**Obiettivo**
Rispondi a queste domande sull'estratto della pagina riportato sotto:
(a) Tramite chi sono avvenute le intercettazioni menzionate?
(b) A chi vanno i veri vantaggi?
(c) Da quanti anni, secondo l'autore, viviamo privati dei diritti di cittadino?

Una Repubblica fondata sullo sputtanamento: ancora per quanto? Di Nicola Cariglia

Le intercettazioni tramite Palamara, rivelano che niente è cambiato rispetto ai metodi vergognosi di Tangentopoli. I manovali si prestano per piccole ambizioni personali. Ma i veri vantaggi vanno alle sfere alte della piramide

 

Da 28 anni viviamo in una situazione nella quale ognuno di noi è stato deprivato dei diritti di cittadino e di ogni possibilità di essere responsabile del proprio destino determinando, in accordo con altri, o in disaccordo tramite libero confronto e scontro di idee, il governo del Paese. Molti di noi lo avevano percepito. Ma non siamo riusciti mai a convincere la maggioranza perché avevamo, ad ostacolarci nella disperata opera di denuncia, un nemico troppo potente. La santa alleanza di magistrati, giornalisti, editori, politici venduti al potere vero e occulto.

**Dati forniti**
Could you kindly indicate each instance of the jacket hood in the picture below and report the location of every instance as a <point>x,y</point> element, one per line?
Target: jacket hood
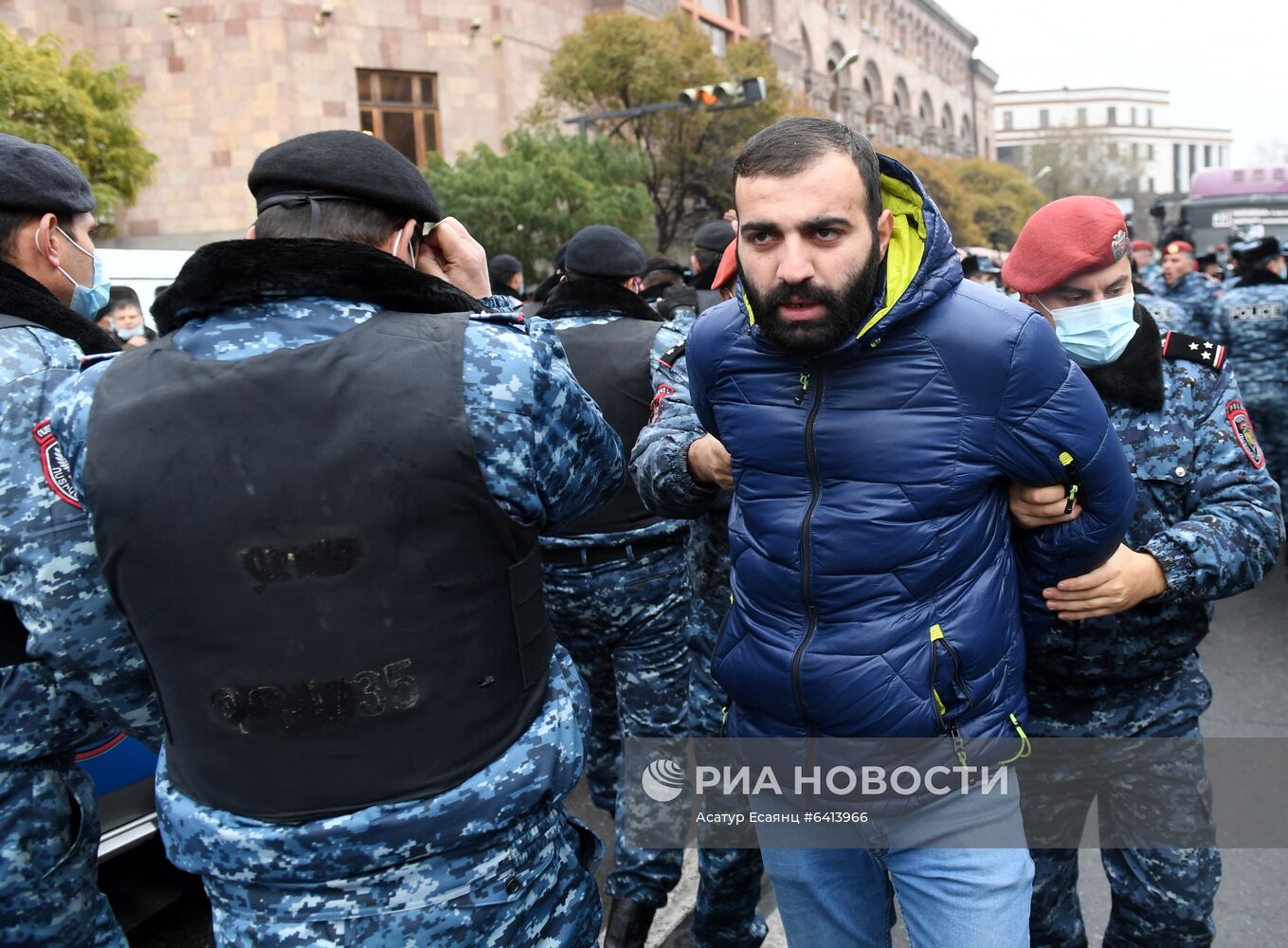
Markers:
<point>920,265</point>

**Risposta corretta**
(a) Tramite Palamara.
(b) Alle sfere alte della piramide.
(c) Da 28 anni.